What is expected:
The entries below contain a line with "the wooden longtail" and a line with "the blue longtail". Quote exactly those two lines and all lines between them.

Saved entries

───

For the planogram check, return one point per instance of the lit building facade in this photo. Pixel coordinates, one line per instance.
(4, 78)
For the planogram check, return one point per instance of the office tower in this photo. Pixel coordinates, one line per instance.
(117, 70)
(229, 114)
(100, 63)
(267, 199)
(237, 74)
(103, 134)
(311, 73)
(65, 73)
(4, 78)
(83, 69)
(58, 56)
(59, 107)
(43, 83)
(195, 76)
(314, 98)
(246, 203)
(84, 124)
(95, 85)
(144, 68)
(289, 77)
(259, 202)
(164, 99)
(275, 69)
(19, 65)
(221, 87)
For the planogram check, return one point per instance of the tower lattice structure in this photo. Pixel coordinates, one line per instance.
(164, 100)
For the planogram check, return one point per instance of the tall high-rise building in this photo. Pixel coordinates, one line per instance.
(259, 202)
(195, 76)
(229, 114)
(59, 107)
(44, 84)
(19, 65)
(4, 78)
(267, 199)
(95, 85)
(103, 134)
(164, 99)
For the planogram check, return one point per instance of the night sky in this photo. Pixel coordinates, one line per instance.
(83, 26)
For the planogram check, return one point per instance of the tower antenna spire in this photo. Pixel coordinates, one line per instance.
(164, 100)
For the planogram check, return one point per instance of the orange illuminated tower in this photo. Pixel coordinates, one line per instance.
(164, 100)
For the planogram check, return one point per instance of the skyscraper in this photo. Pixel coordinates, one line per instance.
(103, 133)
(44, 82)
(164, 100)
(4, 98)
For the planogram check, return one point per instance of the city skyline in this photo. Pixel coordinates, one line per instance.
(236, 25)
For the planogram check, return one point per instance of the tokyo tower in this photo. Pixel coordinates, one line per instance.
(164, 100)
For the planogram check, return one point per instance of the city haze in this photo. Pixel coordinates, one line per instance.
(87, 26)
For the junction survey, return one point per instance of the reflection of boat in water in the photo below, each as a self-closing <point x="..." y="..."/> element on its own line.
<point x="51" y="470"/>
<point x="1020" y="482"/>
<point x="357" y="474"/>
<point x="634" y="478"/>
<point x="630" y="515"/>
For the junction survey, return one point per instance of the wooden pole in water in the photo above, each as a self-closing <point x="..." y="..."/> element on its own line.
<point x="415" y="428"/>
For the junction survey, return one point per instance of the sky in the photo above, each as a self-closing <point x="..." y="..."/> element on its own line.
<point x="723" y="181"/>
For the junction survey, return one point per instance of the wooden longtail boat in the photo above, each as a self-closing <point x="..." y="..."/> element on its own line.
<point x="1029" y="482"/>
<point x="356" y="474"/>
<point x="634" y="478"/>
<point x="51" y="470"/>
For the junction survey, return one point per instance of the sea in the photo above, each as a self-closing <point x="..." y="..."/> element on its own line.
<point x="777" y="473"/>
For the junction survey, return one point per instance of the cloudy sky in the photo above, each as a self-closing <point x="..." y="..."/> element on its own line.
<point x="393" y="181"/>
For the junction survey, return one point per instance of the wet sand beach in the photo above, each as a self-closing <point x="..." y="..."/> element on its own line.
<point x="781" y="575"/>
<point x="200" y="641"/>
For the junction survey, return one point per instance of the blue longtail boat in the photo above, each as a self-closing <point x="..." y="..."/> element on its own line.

───

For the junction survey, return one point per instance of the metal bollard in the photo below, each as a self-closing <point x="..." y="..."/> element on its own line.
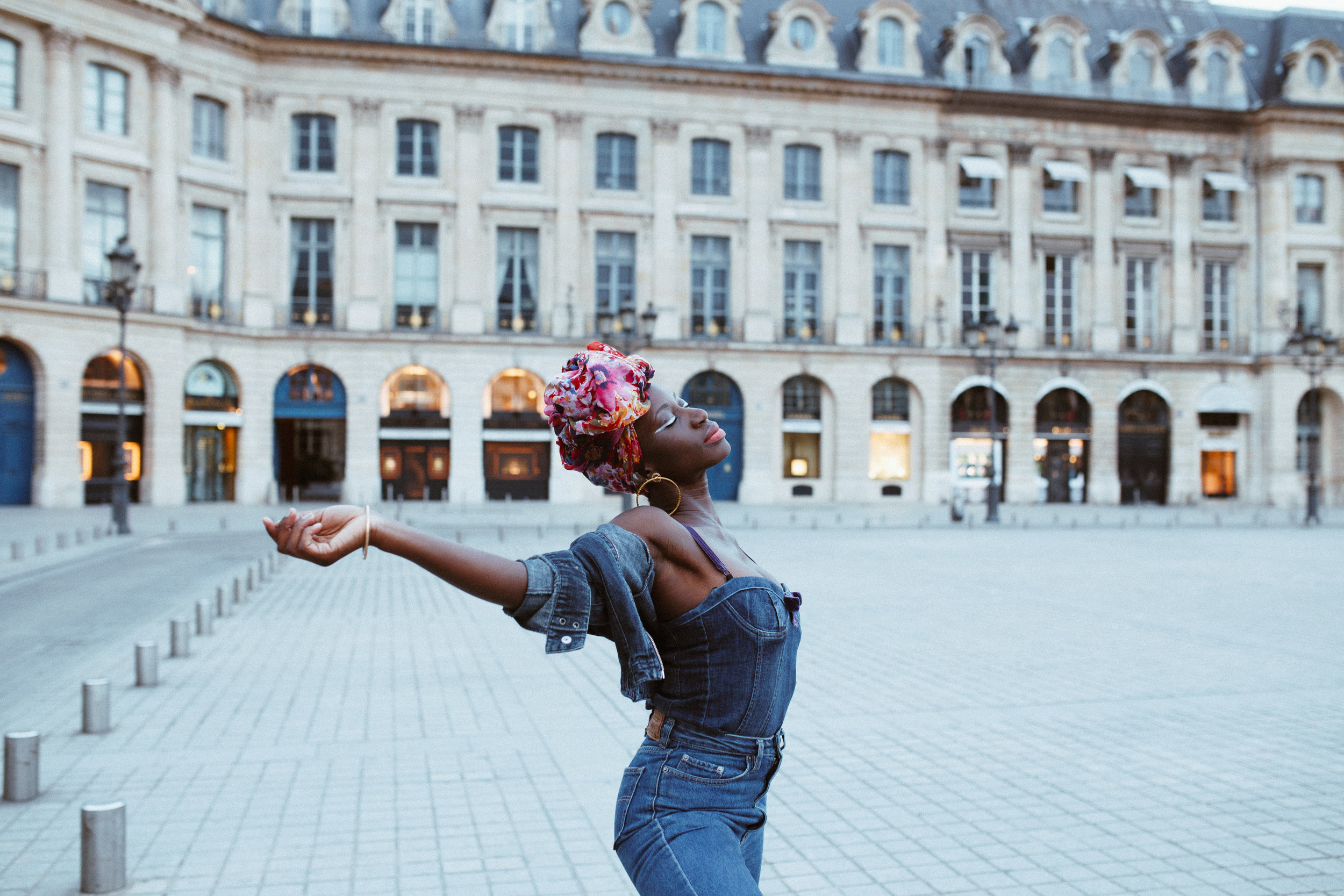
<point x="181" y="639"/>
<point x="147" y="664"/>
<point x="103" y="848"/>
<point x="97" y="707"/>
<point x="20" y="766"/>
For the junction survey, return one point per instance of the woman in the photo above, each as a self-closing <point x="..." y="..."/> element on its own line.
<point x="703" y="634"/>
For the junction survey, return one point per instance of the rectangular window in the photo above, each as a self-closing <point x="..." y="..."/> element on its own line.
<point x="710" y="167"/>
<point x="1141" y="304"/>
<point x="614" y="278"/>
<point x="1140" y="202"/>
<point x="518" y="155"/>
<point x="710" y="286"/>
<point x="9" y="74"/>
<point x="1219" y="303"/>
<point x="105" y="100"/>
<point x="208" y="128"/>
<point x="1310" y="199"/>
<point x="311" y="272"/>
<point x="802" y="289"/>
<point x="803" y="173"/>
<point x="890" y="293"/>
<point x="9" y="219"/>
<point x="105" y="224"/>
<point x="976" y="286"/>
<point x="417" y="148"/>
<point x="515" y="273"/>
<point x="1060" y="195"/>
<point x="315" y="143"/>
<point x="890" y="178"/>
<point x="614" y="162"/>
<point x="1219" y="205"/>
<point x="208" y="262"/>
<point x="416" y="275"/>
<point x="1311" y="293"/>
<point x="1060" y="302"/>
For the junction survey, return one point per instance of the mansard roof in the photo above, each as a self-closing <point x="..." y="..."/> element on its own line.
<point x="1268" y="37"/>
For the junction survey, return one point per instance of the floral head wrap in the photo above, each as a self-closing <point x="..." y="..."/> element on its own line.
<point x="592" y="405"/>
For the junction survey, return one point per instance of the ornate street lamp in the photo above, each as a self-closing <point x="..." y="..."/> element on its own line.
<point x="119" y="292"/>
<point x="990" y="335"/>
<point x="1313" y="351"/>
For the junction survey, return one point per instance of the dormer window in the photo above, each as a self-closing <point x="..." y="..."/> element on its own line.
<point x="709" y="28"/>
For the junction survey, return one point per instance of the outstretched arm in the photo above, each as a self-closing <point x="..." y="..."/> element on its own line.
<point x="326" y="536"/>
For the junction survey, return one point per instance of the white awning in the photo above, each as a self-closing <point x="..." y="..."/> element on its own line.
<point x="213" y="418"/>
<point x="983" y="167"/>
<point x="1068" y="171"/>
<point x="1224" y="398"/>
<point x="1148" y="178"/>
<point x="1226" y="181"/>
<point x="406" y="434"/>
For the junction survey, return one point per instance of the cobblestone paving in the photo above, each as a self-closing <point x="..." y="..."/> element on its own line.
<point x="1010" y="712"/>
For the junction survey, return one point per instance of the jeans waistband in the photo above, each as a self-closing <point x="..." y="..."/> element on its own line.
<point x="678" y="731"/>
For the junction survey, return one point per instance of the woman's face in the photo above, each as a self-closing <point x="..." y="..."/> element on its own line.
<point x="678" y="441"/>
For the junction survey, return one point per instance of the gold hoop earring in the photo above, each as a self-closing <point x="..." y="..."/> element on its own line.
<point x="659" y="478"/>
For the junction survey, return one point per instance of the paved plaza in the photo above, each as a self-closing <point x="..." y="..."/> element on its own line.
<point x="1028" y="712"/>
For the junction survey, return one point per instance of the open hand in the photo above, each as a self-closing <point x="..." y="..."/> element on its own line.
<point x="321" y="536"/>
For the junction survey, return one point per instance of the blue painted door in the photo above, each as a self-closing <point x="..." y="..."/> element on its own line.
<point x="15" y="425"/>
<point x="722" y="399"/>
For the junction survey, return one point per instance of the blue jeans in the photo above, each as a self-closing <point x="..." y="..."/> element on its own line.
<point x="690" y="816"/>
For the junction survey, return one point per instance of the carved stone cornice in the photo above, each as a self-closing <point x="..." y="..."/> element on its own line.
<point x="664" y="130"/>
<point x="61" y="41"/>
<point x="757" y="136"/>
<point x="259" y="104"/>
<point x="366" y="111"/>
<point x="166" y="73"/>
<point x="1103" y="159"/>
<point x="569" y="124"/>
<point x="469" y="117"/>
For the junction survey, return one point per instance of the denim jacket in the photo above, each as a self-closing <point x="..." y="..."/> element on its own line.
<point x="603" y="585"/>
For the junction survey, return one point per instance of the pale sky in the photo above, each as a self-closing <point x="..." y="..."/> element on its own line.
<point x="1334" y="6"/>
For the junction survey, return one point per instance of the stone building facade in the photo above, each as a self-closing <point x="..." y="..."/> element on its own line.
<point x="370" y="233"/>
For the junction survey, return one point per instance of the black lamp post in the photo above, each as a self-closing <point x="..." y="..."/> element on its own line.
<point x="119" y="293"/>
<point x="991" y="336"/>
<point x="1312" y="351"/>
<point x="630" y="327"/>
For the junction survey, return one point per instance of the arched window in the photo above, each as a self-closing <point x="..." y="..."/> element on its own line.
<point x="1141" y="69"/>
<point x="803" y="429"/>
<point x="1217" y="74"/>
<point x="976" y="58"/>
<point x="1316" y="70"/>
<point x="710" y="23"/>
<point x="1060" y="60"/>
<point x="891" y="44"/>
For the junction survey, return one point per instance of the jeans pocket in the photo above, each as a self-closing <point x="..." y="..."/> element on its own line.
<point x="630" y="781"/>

───

Output of the exercise:
For the junction survey, return one point per instance of the wooden longtail boat in the photo above, each as a self-closing <point x="..." y="..."/> element on its own line.
<point x="1029" y="482"/>
<point x="356" y="474"/>
<point x="634" y="478"/>
<point x="51" y="470"/>
For the junction survey, return one point per instance of the sea in the photo above, each as a self-closing <point x="..." y="..."/> element on its own line.
<point x="777" y="473"/>
For the junction survey, return one point per instance of the cloudy sky in the photo above, each as a self-closing <point x="..." y="..."/> element on its own line.
<point x="393" y="181"/>
For the junction survey, return one point per instance of the wet sand beach in the photo above, each as a self-closing <point x="..." y="..."/> element on its own line.
<point x="781" y="575"/>
<point x="200" y="641"/>
For the junction survey, return one point per instance of the blue longtail boat in the photo above, each as a self-closing <point x="..." y="..."/> element on its own line.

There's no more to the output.